# Goal 1:
From the text on innovation incentives, list the qualities it names as the very nature of innovation.

# Text section:
----

Henry Doss who I have referenced previously talks about the importance of ‘soft values’ which are ‘fuzzier’ and ‘more difficult to measure and more difficult to define

Therefore, the very nature of innovation of being broad, creative, constantly changing, team-based, and long term in focus means these sorts of goal and incentive setting is in error.

Focusing on short-term delivery, not continuous and gradual improvement

Incentives schemes are tricky. As a result, it is often easier to focus on short-term incentives that are based on actual delivery. Quantitative results, time spent on a project and binary outcomes. Did it work, did you succeed or did people benefit from your actions?

Innovation has to be viewed completely differently. It is all about constant and gradual improvement. People will fail. They will not want to fail. They won’t set out to fail, but if they are instigating change, it is inevitable. It should be viewed as ‘short-term progression which brings about a continual and gradual improvement because in the failure there are learnings that can be viewed as improvements in and of themselves.

Short-term financial incentives are not the answer

With all of that said above, this quote from Gustavo Manso is particularly important to consider.

Innovation requires the exploration of new, untested approaches that may very well fail, which flies in the face of the incentives that typically guide business behaviour.” He goes on to say “Standard pay-for-performance schemes that reward short-term financial results and punish failure with low compensation and possible termination may deter managers from trying new things in favour of tried-and-true methods that offer predictable outcomes

This speaks to something that I am thinking a lot about; the culture at the heart of innovation and change.

----

# Records to process:
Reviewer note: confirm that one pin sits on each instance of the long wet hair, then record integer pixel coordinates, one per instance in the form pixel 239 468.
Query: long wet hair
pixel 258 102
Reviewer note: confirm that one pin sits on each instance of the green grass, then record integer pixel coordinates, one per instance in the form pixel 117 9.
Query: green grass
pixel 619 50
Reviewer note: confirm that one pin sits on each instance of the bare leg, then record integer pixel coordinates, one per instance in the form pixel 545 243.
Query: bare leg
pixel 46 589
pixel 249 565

----

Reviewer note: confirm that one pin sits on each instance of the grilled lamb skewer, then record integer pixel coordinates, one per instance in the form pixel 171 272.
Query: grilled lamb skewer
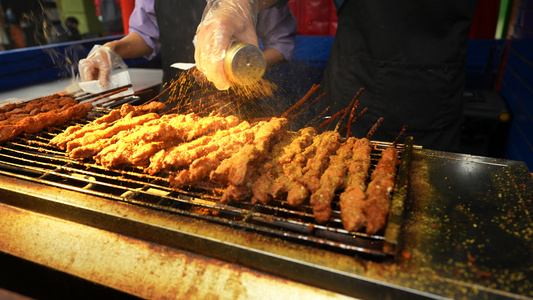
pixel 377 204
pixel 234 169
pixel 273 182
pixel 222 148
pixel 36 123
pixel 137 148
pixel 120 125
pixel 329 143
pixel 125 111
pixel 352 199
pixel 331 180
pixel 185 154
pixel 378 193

----

# Goal 2:
Copy word for word the part of the listing that opens with the line containing "pixel 171 272." and closes with the line containing "pixel 378 193", including both of those lines. Leave the pictures out.

# Task result 1:
- broad
- creative
- constantly changing
- team-based
- long term in focus

# Task result 2:
Reviewer note: confirm that one pin sits on each instance of the grilled lamb skewer, then record integer pixel coordinates, one per instance in the form pixel 171 272.
Query: grilled lamb skewer
pixel 377 204
pixel 234 169
pixel 273 182
pixel 222 148
pixel 36 123
pixel 137 148
pixel 120 125
pixel 329 143
pixel 125 111
pixel 352 199
pixel 331 180
pixel 185 154
pixel 378 193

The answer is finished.